▶ [Passage shown]

——————————

Background information
- Born: April 29, 1978 (age 48)
- Genres: Electronica, downtempo
- Occupations: Composer, lyricist, performer, pianist, personal trainer
- Instruments: Vocals, piano
- Years active: 2001–present
- Label: Black Hole
- Website: maviemusic.com Archived January 10, 2016, at the Wayback Machine

= Mavie Marcos =

American singer and songwriter (born 1978)

Mavie Marcos (born April 29, 1978) is an American singer and songwriter. As part of Andain, Mavie has written songs in partnership with Josh Gabriel since 2001, better known for their early singles "Summer Calling" (2002) and "Beautiful Things" (2003), and the 2012 debut album You Once Told Me. As of July 10, 2014, Mavie has also signed with Black Hole to start off the production of a solo album.

==Influences==
Mavie Marcos is a classically trained vocalist. Marcos has performed pieces such as the aria Queen of the Night from Mozart's Magic Flute. She has also performed on stage in musicals, including Pirates of Penzance, West Side Story, and The Best Little Whorehouse in Texas. Up until 1999, when she moved to San Francisco, Marcos used her musical talents in the arena of classical music. After moving to the Bay Area, Marcos met a budding electronic music producer named Josh Gabriel. Shortly after, in 2000, Marcos became part of Andain, then an experimental, electronica group.

——————————

▶ [Required tasks]
A – Answer these questions about the Mavie Marcos passage:
(i) Which record label is listed for her?
(ii) In what year did she move to San Francisco?
(iii) What was the title of Andain's 2012 debut album?
B – Proceed with the Mavie Marcos biography, writing on from its final sentence about Andain.

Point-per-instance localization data
——————————

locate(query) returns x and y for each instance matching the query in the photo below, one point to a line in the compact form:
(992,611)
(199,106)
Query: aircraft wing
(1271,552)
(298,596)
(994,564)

——————————

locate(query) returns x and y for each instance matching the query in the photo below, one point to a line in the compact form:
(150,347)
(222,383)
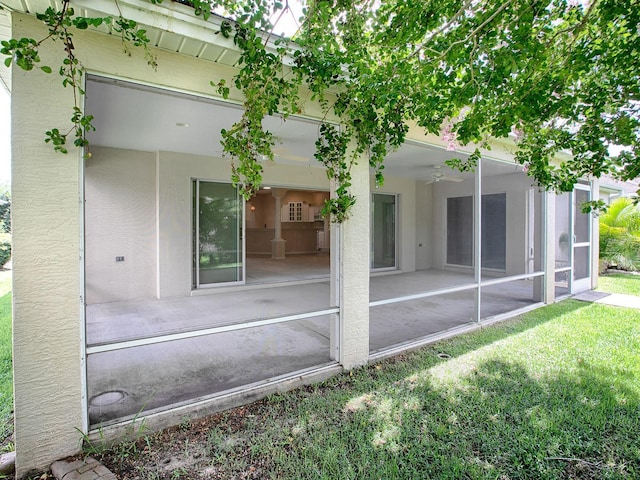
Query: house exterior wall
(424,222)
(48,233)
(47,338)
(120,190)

——————————

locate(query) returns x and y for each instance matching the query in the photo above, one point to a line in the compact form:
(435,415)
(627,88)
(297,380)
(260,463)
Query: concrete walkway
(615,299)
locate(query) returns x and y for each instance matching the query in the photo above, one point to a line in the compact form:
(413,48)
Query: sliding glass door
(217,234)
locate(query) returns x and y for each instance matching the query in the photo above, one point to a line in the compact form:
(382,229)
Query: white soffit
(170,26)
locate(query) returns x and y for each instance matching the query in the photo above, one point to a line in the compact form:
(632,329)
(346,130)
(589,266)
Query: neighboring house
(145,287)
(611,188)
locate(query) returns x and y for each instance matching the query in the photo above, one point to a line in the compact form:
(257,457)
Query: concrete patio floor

——————————

▶ [Answers to the exercises]
A –
(i) Black Hole
(ii) 1999
(iii) You Once Told Me

B –
==Personal life==
Mavie Marcos's educational and vocational pursuits have included science, health, and entrepreneurship in addition to music. Marcos graduated from Wellesley College in 1999 with a B.A. in Neuroscience. From 2001 to 2003 Marcos studied naturopathic medicine at Bastyr University. In 2004, Marcos founded Intuitive Fitness and for approximately four years helped clients with weight training and calorie-burning programs. In 2008, Marcos founded Rawplicity, working as a gourmet raw food chef and raw-food-benefits instructor.

==Personal music releases==
- 2009 – "Girls Just Wanna Have Fun" (Cyndi Lauper Cover)

==Music videos==
Mavie Marcos stars in several Andain music videos:
- Andain – Summer Calling (Song released November 15, 2002 as a 12".)
- Andain – Beautiful Things (Piano Version) (Song released October 27, 2003 as a 12".)
- Andain – Beautiful Things (Taken from Tiësto in Concert DVD) (Song released October 27, 2003 as a 12".)
- Andain – Promises (Song released June 6, 2011 as an MP3.)
- Andain – Much Too Much (Song released January 30, 2012 as an MP3.)
- Andain – Turn Up The Sound (Song released June 18, 2012 as an MP3.)